- Task prompt -
Write out all of the data below again, line for line, with no changes.

Recorded data:
* * * * * * * * *
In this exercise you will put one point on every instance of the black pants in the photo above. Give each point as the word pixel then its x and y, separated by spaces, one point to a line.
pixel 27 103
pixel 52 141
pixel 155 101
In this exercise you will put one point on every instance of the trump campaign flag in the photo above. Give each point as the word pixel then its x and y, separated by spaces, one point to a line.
* * * * * * * * *
- Solved exercise -
In this exercise you will put one point on every instance of the black pants in the photo above. Give each point as the word pixel then its x and y, separated by spaces, one point to a line.
pixel 27 103
pixel 52 141
pixel 155 101
In this exercise you will put one point on every instance of the trump campaign flag in the photo above. Give each point as the word pixel then its x and y, separated by spaces, one point to a line.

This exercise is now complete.